▸ TEXTO APRESENTADO:
++++++++++++++++++++
Segundo, a vitória de Vargas não foi, certamente, um simples fruto da campanha revolucionária, que durou 21 dias, de 3 a 24 de outubro. Ela foi decidida no dia em que os alto comando resolveu depor Washington Luís, mantendo, assim, relativamente intata a instituição militar. De qualquer forma, o impacto revolucionário da oficialidade jovem, os "tenentes", é grande, e eles vão constituir o grupo que circunda a Vargas, não como liderança especificamente militar, mas como liderança política e civil.
Terceiro, a campanha eleitoral de 1930 foi caracterizada pela presença da Aliança Liberal, que, pela primeira vez, apresentou uma plataforma criticando as oligarquias estaduais e a ineficiência governamental.(54)
Quarto, a Revolução de 1930 surgiu em um contexto de crise econômica gerada notadamente pelo impacto da crise mundial de 1929 sobre o comércio do café.
Existem duas interpretações predominantes dos movimento de 1930, segundo Bóris Fausto. A primeira se baseia em um modelos supostamente marxista. Para ele, o Brasil tradicional se caracteriza por um sistema feudal e um governo central dependente de suas bases rurais. Este sistema tradicional entra em contradição com uma burguesia urbana nascente, abrindo este confronto, no futuro, os caminho para a ascensão política do proletariado. Adaptada ao contexto de uma economia de exportação dependente do mercado internacional, esta interpretação identifica, em sua forma mais simples, o "feudal" com a agricultura extensiva de exportação, dentro de uma situação de dependência colonial ou semi-colonial; assim, a revolução burguesa aparece ao mesmo tempo como nacionalista e anti-imperialista. É desta forma que muitos autores vêem a Revolução de 30 como a tomada de poder pela burguesia, senão diretamente pelo menos em termos das conseqüências "objetivas" da política por ela seguida. Um exemplo típico parece ser o de Octávio Ianni, que diz que
a Revolução de 30, a despeito de não ter sido alimentada preponderanternente pelas burguesias industrial e financeira nascentes, nem pelo proletariado incipiente, deve ser interpretada como um momento super-estrutural da acumulação primitiva, que funda a industrialização posterior.(55)
++++++++++++++++++++
▸ REGISTROS LISTADOS:

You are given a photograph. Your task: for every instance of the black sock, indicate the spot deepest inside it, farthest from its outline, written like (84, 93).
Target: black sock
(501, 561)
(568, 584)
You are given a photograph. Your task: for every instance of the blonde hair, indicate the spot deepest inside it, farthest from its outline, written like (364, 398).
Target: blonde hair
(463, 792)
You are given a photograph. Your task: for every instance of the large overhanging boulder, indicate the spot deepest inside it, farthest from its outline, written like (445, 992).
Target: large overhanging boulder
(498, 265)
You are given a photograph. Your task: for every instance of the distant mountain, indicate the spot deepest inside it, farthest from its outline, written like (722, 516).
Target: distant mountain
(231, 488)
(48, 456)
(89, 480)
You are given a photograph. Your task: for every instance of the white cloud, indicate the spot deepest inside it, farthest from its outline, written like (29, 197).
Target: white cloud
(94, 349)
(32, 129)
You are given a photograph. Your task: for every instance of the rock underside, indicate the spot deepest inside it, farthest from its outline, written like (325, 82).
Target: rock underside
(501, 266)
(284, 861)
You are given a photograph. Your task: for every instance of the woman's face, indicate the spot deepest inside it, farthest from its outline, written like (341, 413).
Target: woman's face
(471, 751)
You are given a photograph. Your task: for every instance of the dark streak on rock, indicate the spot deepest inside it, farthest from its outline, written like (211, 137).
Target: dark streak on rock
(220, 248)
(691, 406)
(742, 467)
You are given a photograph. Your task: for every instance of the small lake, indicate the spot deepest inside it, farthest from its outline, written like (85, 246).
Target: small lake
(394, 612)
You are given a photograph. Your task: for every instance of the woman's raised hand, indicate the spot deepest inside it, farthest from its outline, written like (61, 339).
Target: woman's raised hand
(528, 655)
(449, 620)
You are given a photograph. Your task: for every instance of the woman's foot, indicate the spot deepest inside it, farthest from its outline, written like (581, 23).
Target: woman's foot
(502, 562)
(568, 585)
++++++++++++++++++++
Transcreva na íntegra o texto sobre a Revolução de 1930, sem nenhuma alteração.

▸ RESPOSTA CORRETA:
Segundo, a vitória de Vargas não foi, certamente, um simples fruto da campanha revolucionária, que durou 21 dias, de 3 a 24 de outubro. Ela foi decidida no dia em que os alto comando resolveu depor Washington Luís, mantendo, assim, relativamente intata a instituição militar. De qualquer forma, o impacto revolucionário da oficialidade jovem, os "tenentes", é grande, e eles vão constituir o grupo que circunda a Vargas, não como liderança especificamente militar, mas como liderança política e civil.
Terceiro, a campanha eleitoral de 1930 foi caracterizada pela presença da Aliança Liberal, que, pela primeira vez, apresentou uma plataforma criticando as oligarquias estaduais e a ineficiência governamental.(54)
Quarto, a Revolução de 1930 surgiu em um contexto de crise econômica gerada notadamente pelo impacto da crise mundial de 1929 sobre o comércio do café.
Existem duas interpretações predominantes dos movimento de 1930, segundo Bóris Fausto. A primeira se baseia em um modelos supostamente marxista. Para ele, o Brasil tradicional se caracteriza por um sistema feudal e um governo central dependente de suas bases rurais. Este sistema tradicional entra em contradição com uma burguesia urbana nascente, abrindo este confronto, no futuro, os caminho para a ascensão política do proletariado. Adaptada ao contexto de uma economia de exportação dependente do mercado internacional, esta interpretação identifica, em sua forma mais simples, o "feudal" com a agricultura extensiva de exportação, dentro de uma situação de dependência colonial ou semi-colonial; assim, a revolução burguesa aparece ao mesmo tempo como nacionalista e anti-imperialista. É desta forma que muitos autores vêem a Revolução de 30 como a tomada de poder pela burguesia, senão diretamente pelo menos em termos das conseqüências "objetivas" da política por ela seguida. Um exemplo típico parece ser o de Octávio Ianni, que diz que
a Revolução de 30, a despeito de não ter sido alimentada preponderanternente pelas burguesias industrial e financeira nascentes, nem pelo proletariado incipiente, deve ser interpretada como um momento super-estrutural da acumulação primitiva, que funda a industrialização posterior.(55)